• **The problem**
Return the lines of the records from the one containing "DETECT tall conifer tree" through the end of the records, both included, copied word for word.
## START Material
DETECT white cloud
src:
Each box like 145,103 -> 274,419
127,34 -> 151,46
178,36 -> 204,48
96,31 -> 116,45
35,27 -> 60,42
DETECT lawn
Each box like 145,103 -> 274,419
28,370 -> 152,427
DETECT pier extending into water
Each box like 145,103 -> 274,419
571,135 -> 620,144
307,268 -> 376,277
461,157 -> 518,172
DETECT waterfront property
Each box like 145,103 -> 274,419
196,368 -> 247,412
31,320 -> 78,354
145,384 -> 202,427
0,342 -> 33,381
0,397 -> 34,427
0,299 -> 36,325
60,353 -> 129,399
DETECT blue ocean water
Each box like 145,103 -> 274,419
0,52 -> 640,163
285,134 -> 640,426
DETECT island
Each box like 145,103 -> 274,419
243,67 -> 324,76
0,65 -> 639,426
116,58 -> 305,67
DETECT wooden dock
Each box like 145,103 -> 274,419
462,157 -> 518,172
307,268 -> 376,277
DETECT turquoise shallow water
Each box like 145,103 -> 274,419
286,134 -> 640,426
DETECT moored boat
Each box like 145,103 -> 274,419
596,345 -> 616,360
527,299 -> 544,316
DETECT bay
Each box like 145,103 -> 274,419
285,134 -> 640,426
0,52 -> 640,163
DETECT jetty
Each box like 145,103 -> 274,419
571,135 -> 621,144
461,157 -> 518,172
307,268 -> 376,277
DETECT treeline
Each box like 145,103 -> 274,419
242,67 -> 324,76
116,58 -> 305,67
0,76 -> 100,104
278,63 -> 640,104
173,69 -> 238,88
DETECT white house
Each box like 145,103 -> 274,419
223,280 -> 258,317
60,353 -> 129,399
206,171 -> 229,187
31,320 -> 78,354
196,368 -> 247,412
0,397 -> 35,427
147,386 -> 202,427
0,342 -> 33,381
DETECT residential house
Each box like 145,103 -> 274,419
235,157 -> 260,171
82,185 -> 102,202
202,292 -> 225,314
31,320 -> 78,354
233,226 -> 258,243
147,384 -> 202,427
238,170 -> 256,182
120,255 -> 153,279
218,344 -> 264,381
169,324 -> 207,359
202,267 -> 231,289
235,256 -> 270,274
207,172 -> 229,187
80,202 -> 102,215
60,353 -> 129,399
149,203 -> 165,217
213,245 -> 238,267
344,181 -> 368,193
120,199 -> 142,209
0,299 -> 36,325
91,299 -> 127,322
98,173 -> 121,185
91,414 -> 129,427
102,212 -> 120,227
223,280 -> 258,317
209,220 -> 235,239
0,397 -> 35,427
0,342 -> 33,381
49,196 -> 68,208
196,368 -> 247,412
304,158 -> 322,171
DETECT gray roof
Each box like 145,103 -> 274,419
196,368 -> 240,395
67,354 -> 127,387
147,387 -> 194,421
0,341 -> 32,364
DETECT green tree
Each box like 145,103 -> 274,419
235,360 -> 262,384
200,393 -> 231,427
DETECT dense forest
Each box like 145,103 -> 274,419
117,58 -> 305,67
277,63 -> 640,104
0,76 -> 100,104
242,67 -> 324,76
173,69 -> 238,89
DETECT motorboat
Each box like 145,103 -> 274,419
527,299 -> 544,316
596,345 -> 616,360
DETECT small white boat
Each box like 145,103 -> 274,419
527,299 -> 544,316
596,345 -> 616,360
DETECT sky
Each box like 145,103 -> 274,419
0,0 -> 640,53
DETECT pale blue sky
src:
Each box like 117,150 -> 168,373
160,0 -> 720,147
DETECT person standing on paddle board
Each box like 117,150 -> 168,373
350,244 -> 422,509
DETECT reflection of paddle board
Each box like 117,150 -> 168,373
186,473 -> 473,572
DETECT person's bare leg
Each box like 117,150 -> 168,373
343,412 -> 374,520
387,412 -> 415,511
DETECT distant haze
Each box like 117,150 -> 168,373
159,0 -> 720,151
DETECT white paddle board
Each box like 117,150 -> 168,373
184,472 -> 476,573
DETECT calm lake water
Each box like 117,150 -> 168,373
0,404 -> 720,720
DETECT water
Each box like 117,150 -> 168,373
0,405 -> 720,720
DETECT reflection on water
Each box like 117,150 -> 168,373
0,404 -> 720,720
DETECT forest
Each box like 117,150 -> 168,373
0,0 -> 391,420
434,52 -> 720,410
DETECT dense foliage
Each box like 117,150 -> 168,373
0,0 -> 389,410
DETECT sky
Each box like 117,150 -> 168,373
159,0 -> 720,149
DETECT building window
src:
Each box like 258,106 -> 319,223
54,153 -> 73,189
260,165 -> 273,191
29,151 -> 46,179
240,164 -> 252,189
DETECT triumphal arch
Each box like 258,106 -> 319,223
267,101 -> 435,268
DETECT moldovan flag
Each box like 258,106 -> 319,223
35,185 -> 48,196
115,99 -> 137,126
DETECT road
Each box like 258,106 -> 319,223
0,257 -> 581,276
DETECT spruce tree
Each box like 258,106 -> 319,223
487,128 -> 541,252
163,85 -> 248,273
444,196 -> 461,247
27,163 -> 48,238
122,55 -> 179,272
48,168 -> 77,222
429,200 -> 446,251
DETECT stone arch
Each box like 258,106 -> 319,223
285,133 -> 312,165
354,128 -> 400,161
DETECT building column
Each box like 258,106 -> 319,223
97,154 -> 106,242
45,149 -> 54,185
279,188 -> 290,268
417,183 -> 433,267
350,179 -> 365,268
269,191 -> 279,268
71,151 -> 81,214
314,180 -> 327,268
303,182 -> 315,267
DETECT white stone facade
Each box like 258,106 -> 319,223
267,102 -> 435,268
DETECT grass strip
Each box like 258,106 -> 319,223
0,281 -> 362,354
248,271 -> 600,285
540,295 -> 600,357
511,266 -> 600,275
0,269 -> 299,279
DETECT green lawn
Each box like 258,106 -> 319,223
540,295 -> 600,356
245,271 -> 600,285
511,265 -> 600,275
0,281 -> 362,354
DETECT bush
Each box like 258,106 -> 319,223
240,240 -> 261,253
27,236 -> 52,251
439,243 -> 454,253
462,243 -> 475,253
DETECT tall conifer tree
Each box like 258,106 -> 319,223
## END Material
• **Response to the exercise**
DETECT tall conifer tree
Each box like 258,106 -> 319,223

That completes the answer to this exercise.